START Input rows
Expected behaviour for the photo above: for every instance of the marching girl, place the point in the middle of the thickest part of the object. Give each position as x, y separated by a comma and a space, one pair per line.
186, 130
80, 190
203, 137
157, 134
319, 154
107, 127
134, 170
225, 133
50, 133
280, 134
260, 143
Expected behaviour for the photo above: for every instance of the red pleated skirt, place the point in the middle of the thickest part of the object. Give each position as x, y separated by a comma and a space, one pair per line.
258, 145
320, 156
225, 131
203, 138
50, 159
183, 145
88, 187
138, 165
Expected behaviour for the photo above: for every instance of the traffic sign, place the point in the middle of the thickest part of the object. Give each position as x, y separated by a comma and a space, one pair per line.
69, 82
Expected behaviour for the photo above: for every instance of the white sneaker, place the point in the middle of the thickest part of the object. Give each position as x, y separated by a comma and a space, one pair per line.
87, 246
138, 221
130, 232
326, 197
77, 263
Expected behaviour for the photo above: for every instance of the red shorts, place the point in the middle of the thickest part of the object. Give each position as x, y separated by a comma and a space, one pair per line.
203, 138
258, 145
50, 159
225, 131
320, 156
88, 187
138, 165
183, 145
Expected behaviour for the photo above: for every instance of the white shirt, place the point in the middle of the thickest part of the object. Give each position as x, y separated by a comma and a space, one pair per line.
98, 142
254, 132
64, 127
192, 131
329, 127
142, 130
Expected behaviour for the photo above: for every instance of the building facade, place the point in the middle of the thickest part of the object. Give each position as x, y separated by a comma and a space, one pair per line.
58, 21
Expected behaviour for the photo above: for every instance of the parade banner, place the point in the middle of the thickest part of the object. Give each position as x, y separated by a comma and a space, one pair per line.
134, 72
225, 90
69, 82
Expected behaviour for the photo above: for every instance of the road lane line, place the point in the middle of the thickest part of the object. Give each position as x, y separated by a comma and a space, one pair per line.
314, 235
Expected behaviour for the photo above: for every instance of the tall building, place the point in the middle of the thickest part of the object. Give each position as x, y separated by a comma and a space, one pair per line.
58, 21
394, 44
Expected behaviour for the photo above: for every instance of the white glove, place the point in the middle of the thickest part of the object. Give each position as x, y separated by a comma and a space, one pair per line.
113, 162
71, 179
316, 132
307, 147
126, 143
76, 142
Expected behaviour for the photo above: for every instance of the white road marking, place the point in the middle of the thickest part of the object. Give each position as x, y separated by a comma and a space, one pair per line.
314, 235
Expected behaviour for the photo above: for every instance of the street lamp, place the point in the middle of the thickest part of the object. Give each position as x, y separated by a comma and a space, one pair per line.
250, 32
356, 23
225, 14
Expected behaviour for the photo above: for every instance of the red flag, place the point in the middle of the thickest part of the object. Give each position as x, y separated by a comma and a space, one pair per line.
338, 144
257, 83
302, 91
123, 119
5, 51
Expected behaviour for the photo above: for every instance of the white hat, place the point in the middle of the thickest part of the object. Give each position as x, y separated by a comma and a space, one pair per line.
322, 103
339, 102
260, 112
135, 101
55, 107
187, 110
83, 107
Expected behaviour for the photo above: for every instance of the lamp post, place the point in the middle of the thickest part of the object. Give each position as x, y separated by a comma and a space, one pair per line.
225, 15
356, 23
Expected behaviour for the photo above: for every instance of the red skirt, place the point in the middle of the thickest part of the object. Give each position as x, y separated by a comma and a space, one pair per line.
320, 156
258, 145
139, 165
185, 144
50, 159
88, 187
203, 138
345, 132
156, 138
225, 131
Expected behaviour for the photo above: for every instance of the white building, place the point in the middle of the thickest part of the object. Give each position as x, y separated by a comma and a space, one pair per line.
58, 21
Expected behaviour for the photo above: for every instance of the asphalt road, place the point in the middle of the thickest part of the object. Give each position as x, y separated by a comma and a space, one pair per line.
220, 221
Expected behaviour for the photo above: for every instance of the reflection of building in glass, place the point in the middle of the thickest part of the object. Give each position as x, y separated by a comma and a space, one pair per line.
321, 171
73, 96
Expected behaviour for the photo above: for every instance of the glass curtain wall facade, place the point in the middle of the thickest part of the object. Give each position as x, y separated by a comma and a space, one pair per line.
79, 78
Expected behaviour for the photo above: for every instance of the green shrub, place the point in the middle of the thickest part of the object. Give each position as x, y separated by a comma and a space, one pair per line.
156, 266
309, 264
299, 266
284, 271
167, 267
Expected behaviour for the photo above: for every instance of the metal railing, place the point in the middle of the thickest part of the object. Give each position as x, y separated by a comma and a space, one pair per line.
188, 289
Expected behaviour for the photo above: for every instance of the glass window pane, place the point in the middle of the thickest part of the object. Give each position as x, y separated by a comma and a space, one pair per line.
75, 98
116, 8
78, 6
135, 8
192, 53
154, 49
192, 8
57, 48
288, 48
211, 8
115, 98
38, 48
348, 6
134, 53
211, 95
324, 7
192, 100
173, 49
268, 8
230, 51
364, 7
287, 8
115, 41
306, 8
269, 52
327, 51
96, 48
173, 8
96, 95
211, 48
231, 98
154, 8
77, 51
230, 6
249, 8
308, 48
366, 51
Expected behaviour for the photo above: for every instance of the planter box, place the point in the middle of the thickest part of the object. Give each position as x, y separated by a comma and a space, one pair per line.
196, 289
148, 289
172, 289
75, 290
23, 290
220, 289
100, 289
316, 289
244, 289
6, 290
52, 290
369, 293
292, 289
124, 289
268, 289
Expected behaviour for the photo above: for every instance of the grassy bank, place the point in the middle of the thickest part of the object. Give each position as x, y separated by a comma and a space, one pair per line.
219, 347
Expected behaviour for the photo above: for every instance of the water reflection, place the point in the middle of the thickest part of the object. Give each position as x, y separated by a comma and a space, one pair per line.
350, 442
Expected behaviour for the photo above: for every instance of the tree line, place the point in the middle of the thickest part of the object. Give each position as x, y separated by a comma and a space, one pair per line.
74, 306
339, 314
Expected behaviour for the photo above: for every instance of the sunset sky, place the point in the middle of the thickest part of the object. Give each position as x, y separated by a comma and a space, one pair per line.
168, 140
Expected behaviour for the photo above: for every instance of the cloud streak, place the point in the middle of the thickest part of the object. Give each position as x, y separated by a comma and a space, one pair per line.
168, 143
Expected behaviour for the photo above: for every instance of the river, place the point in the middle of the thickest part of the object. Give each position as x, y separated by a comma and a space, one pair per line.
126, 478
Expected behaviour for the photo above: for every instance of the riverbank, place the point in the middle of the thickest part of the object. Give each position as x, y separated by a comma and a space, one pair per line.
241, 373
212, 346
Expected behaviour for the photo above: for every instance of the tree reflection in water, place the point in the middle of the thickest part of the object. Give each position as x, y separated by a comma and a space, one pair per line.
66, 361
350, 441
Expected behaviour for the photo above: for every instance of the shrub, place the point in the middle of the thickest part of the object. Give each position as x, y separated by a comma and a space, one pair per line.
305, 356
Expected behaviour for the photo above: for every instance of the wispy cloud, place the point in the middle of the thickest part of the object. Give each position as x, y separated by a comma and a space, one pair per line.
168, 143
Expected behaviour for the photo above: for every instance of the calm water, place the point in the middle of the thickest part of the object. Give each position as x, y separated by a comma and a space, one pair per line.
END Input rows
Transcribe each entry exactly.

Expected behaviour for the photo above: for every instance of the marching girl, place the point in the middle of the thickest part of the object. Give each position as x, y separated by a comma and a space, one pair per line.
186, 130
80, 190
203, 137
157, 134
319, 154
107, 127
134, 170
225, 133
50, 133
280, 134
260, 143
Expected behaviour for the photo above: for every instance of the red pleated skirt, place the point in the middle of the thickest part of the object. Give each position as x, y separated by a comma and a space, one pair per line.
258, 145
320, 156
225, 131
203, 138
50, 159
183, 145
88, 187
138, 165
Expected behaviour for the photo above: for every instance of the traffic sign, place the point in the middle of the thickest part of the object. Give each position as x, y separated by a comma and a space, one pair per line.
69, 82
Expected behaviour for the photo above: for every instance of the white sneaker, place the point in the middle of the thickest part of the object. Give each position as x, y separated by a comma and a space, one pair per line.
87, 246
138, 221
130, 232
326, 197
77, 263
Expected behaviour for the photo above: for every instance of the red shorts, place the point in the middle of the thickest part of the object. Give each position as x, y separated by a comma and a space, one pair per line.
203, 138
258, 145
50, 159
225, 131
320, 156
88, 187
138, 165
183, 145
Expected behaviour for the photo above: for every instance of the white shirt, place the point in the middle of the thickest part of the object. Give each position as x, y separated by a comma and a space, one pair per line.
98, 142
254, 132
64, 127
192, 131
329, 127
142, 130
Expected behaviour for the photo above: for every instance of the building facade, place the point in the middle of the thickest part of the object. Give each position as x, y separated by a comma and a space, one pair per line.
58, 21
Expected behaviour for the photo above: for every instance of the parade banner, place the point in the middle of the thickest part of the object. Give each position as x, y separated by a comma and a space, one pair per line.
134, 72
225, 90
69, 82
Expected behaviour for the photo above: for every instance of the road lane line, place the point in the middle of the thickest part of the object. Give each position as x, y separated by a comma and a space, one pair per line.
314, 235
Expected behaviour for the photo above: for every instance of the tall building, place the point in the middle of the thickest part of the object. Give each position as x, y separated by a comma and a space, one pair per line.
58, 21
394, 44
Expected behaviour for the photo above: for every instance of the white glove, place the point in the middle of the thickest part of the object. Give each position as x, y separated by a comma and a space, one pair per line.
113, 162
71, 179
316, 132
307, 147
126, 143
76, 142
Expected behaviour for the photo above: for every instance of the white road marking, place the point in the middle of the thickest part of the object. Give each position as x, y separated by a comma and a space, one pair per line.
314, 235
Expected behaviour for the photo above: for every instance of the street lamp, place the point in the middle of the thickest part of the object. Give each position as x, y separated by a comma and a space, one pair per line.
250, 32
356, 23
225, 14
Expected behaviour for the photo above: for every instance of the red flag, place the point in the middle of the thickest part of the object. Give each position as x, y separated by a comma and a space, one pair per line.
338, 144
257, 83
302, 91
123, 119
5, 51
Expected behaviour for the photo above: for every instance of the white hat, place the point in the middle of the thickest part of the object. Give each position as x, y separated by a comma and a space, one pair per line.
322, 103
339, 102
260, 112
135, 101
55, 107
187, 110
83, 107
Expected behaviour for the photo above: for every instance of the lamp post, place the point in the middle of the thickest part of the object. Give each position as x, y separated by a comma and a space, one pair per line.
225, 15
356, 23
Expected behaviour for the photo above: for every instance of the red skirt, place the point in the middle of the thickest part of the object. Give each position as x, y separated by a comma and a space, one pair per line.
320, 156
258, 145
139, 165
185, 144
50, 159
88, 187
203, 138
345, 132
156, 138
225, 131
Expected behaviour for the photo above: for every instance of the white building, place the point in the middle of the thickest part of the object. Give each position as x, y separated by a comma and a space, one pair per line.
58, 21
Expected behaviour for the photo above: for every instance of the asphalt road, place the point in the middle of the thickest part of the object. Give each position as x, y separated by a comma and a space, one pair per line.
220, 221
Expected behaviour for the photo above: for every instance of the reflection of building in glass, place the point in the middle of the thickest part of the object. Give each position as x, y separated by a comma and a space, one pair per line.
321, 171
73, 96
Expected behaviour for the photo above: for every instance of the glass curtain wall facade, place the point in the middle of the thickest part of the object. Give each position as x, y separated by a comma and a space, one pair per line.
79, 78
Expected behaviour for the photo above: for every instance of the green shrub, place the point in the middle of the thickest part of the object. Give each position as x, y separated by a comma and a space, one pair per line.
156, 266
309, 264
299, 266
284, 271
167, 267
Expected behaviour for the photo above: for every instance of the metal railing, place the point in the middle of the thickest part of the object. Give each position as x, y separated by a comma and a space, one pair per line.
188, 289
Expected behaviour for the photo above: for every instance of the glass window pane, place the point in the middle of the thickest part of the object. Give each position as x, y separated by a comma and a space, one pair per line.
75, 98
116, 8
78, 6
135, 8
192, 53
154, 49
192, 8
57, 48
288, 48
211, 8
115, 98
38, 48
348, 6
134, 53
211, 95
324, 7
192, 100
173, 49
268, 8
230, 51
364, 7
287, 8
115, 41
306, 8
269, 52
327, 51
96, 48
173, 8
96, 95
211, 48
231, 98
154, 8
77, 51
230, 6
249, 8
308, 48
366, 51
Expected behaviour for the photo above: for every instance of the planter box, place the point in the middle of the thickest part of the object. Give each position as x, y separated by a comma and a space, one pair per line.
196, 289
148, 289
172, 289
75, 290
23, 290
220, 289
100, 289
316, 289
244, 289
6, 290
52, 290
369, 293
292, 289
124, 289
268, 289
Expected behaviour for the photo above: for every instance of the grassy bank, place the point in the middle of the thickest part of the object. Give each position as x, y separated by a comma and a space, one pair per line.
219, 347
Expected behaviour for the photo above: for every instance of the water reflection, place the point in the middle of the thickest part of the object. Give each position as x, y separated by a comma and a space, one pair per line.
350, 442
Expected behaviour for the photo above: for every instance of the tree line, place the point in the middle of the thickest part of the object. Give each position as x, y separated by a comma and a space, one pair per line.
74, 306
339, 314
Expected behaviour for the photo above: for every instance of the sunset sky, place the point in the middle of the thickest part of the object. Give each position as x, y separated by a comma and a space, one pair per line.
168, 140
Expected behaviour for the photo above: for every instance of the cloud streak, place the point in the middle of the thickest part of the object. Give each position as x, y separated by a comma and a space, one pair per line.
168, 143
Expected behaviour for the photo above: for every instance of the river, place the point in the middle of the thickest part of the object. Give each position as x, y separated by a comma and a space, one pair per line.
126, 478
Expected behaviour for the photo above: for every instance of the riverbank, place the point in the middle of the thickest part of the object. Give each position as x, y separated by a comma and a space, one pair per line.
241, 373
212, 346
Expected behaviour for the photo above: for every instance of the tree reflection in water, place the point in the middle of the thickest part of the object. Give each position as x, y separated by a comma and a space, one pair per line.
66, 361
350, 441
Expected behaviour for the photo above: for every instance of the shrub, place the point in the middle of the thickest part of the object. Give each position as x, y separated by a comma and a space, one pair per line.
305, 356
Expected behaviour for the photo above: for every instance of the wispy cloud, place the point in the middle of the thickest part of the object. Give each position as x, y separated by a comma and a space, one pair per line.
168, 143
Expected behaviour for the photo above: for every instance of the calm water, place the point in the middle of the thickest part of the object. Give each position as x, y separated by a comma and a space, one pair per line.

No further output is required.